=== Selected text ===

[GRASS-dev] $GISBASE/etc/run what does this do?

Michael Barton michael.barton at asu.edu
Sun Jun 11 18:43:53 EDT 2006


Thanks to both of you for these informative answers. They are very helpful.

Michael
__________________________________________
Michael Barton, Professor of Anthropology
School of Human Evolution & Social Change
Center for Social Dynamics & Complexity
Arizona State University

phone: 480-965-6213
fax: 480-965-7671
www: http://www.public.asu.edu/~cmbarton



> From: Glynn Clements <glynn at gclements.plus.com>
> Date: Sun, 11 Jun 2006 23:33:18 +0100
> To: David Finlayson <david.p.finlayson at gmail.com>
> Cc: Michael Barton <michael.barton at asu.edu>, GRASS developers list
> <grass-dev at grass.itc.it>
> Subject: Re: [GRASS-dev] $GISBASE/etc/run what does this do?

=== Provided data ===

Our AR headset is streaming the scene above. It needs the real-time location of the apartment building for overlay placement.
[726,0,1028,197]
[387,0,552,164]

===

■ Task:
Answer these about the mailing list message above:
(a) Which university does Michael Barton list in his signature?
(b) To whom was Glynn Clements's quoted reply addressed?
(c) What subject line does the quoted reply carry?

■ Solution to the exercise:
(a) Arizona State University
(b) David Finlayson
(c) Re: [GRASS-dev] $GISBASE/etc/run what does this do?